• [Your instructions] Carry on the news piece about the review of clotting in small-diameter vascular grafts, starting after its last sentence.

• [Document extract]
----
New REVIEW Highlights: Strategies to Reduce Clotting in Small-Diameter Vascular Grafts

Researchers from Instituto de Investigação e Inovação em Saúde (i3S), Medical University of Vienna (MUW), and Maastricht University have teamed up in a multidisciplinary collaboration to publish a comprehensive review in Acta Biomaterialia. The article provides an in-depth overview of current passive surface strategies for engineering antithrombogenic surfaces in synthetic small-diameter vascular grafts, a critical need for improving outcomes in bypass surgeries, including coronary and peripheral artery revascularization.

Synthetic small-diameter grafts frequently fail due to early thrombosis, limiting their clinical use and increasing reliance on autologous vessels, which are often unavailable or unsuitable. This review critically analyzes surface modification approaches applied to clinically established materials or compliant materials under research, as well as emerging intrinsically antithrombogenic materials, linking surface physicochemical properties to protein adsorption and platelet activation.
----
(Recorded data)
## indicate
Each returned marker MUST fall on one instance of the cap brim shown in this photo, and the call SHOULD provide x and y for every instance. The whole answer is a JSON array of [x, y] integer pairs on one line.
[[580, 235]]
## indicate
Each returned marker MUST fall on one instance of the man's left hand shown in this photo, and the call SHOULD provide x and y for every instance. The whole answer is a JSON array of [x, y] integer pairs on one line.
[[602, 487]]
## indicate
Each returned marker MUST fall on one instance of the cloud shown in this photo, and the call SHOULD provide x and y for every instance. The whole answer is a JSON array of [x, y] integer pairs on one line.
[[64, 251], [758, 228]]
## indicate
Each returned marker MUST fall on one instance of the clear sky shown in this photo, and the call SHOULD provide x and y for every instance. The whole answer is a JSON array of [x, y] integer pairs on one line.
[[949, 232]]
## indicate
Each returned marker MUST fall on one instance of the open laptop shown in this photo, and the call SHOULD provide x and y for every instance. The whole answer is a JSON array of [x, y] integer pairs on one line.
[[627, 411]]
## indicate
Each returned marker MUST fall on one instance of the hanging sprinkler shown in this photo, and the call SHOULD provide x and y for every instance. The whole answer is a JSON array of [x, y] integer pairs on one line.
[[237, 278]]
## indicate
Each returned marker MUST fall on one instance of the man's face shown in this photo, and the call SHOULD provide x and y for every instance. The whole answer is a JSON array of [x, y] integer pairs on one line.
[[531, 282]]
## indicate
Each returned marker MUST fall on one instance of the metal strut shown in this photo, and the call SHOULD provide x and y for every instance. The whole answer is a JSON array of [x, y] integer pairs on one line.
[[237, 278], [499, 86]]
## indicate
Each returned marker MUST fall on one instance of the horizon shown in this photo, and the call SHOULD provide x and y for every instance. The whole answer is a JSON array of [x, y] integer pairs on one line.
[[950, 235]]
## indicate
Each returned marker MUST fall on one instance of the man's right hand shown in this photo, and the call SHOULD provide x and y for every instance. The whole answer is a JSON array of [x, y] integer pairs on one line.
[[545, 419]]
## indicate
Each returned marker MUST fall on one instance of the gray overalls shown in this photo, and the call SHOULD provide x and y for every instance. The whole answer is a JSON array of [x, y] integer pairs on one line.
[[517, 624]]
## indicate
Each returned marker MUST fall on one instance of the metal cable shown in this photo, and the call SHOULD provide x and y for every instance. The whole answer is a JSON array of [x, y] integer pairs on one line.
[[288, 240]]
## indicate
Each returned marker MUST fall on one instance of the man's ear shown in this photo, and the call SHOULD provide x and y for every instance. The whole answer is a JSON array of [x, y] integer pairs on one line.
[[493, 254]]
----
• [Reply to the exercise]
By systematically examining availablein vitro and in vivo evidence, the authors highlight how passive surface strategies, designed to reduce protein adsorption and platelet activation (the first steps in thrombus formation), can improve hemocompatibility without relying on the release of drugs or bioactive agents. Ferreira et al. emphasize that these passive approaches remain attractive due to their simplicity and stability.

Why it matters?

Improving the hemocompatibility of synthetic vascular grafts could significantly expand treatment options for patients with cardiovascular disease, reduce dependence on autologous vessels, and improve long-term graft patency.

Authors: Helena P. Ferreira, Lorenzo Moroni, Helga Bergmeister, and Inês C. Gonçalves.

The article, titled “Engineering Antithrombogenic Surfaces in Synthetic Small-Diameter Vascular Grafts: A Review of Passive Strategies”, is available open access in Acta Biomaterialia at https://doi.org/10.1016/j.actbio.2025.10.038.